Supplied material Start Marker

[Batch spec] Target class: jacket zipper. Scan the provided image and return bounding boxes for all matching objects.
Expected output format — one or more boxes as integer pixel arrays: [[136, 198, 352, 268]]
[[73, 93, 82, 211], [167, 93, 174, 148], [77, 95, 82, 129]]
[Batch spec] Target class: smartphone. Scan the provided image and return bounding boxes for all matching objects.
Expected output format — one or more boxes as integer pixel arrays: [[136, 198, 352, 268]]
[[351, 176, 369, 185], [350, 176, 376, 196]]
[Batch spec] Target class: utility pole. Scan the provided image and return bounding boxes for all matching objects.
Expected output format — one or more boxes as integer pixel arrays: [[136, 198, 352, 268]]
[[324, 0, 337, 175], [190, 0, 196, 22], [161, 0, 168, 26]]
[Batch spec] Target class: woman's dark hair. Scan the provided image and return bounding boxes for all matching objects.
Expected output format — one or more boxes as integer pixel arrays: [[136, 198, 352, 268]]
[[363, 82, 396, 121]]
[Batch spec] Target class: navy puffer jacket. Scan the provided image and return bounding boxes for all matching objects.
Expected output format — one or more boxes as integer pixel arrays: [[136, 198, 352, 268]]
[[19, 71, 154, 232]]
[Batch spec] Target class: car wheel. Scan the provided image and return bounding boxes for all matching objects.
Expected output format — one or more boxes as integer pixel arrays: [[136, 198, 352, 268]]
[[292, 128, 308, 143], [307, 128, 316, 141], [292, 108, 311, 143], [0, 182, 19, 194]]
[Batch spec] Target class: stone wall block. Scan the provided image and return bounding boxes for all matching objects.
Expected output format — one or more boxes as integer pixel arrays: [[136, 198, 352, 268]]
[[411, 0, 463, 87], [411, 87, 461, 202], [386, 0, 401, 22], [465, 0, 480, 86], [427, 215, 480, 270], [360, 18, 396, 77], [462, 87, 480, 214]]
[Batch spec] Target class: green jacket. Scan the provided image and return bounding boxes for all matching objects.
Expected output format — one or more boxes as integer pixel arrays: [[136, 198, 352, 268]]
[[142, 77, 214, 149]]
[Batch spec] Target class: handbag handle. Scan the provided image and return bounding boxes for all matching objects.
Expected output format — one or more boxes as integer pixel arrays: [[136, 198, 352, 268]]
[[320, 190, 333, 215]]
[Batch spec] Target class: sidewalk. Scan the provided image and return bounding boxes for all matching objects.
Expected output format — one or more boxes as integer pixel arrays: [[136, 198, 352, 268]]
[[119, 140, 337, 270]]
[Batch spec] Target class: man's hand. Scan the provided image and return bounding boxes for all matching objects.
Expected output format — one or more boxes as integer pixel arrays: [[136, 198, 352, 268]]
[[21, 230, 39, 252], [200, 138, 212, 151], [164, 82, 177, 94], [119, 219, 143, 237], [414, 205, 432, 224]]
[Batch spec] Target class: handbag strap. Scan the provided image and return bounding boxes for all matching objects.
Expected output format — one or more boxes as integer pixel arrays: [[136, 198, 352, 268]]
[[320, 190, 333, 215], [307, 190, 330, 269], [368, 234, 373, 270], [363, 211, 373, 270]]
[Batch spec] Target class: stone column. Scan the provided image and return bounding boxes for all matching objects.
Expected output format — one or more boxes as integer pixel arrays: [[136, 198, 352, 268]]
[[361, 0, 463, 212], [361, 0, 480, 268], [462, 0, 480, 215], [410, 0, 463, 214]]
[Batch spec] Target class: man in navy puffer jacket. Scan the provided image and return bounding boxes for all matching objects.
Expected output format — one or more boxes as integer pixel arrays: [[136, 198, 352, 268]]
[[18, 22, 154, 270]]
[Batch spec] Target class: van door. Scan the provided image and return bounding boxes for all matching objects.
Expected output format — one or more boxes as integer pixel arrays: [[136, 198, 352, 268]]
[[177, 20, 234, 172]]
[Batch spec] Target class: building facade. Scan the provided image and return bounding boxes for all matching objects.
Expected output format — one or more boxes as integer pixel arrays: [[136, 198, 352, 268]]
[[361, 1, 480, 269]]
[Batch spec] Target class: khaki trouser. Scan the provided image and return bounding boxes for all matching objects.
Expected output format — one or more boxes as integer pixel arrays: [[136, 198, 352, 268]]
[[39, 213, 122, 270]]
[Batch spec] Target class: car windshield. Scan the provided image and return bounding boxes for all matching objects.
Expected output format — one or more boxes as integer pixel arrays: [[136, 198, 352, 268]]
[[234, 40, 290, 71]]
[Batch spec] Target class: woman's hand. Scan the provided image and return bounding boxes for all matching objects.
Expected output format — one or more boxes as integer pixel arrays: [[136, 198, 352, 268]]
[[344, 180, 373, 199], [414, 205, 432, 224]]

Supplied material End Marker

:: What is required ::
Check each line of the entries above for the string "navy", and return those that contain it.

:: Reply to the exercise ::
[Batch spec] Target class: navy puffer jacket. Scan the provided image and return bounding boxes for all matching objects.
[Batch spec] Target class: man in navy puffer jacket. Scan the provided image and return bounding boxes for all matching objects.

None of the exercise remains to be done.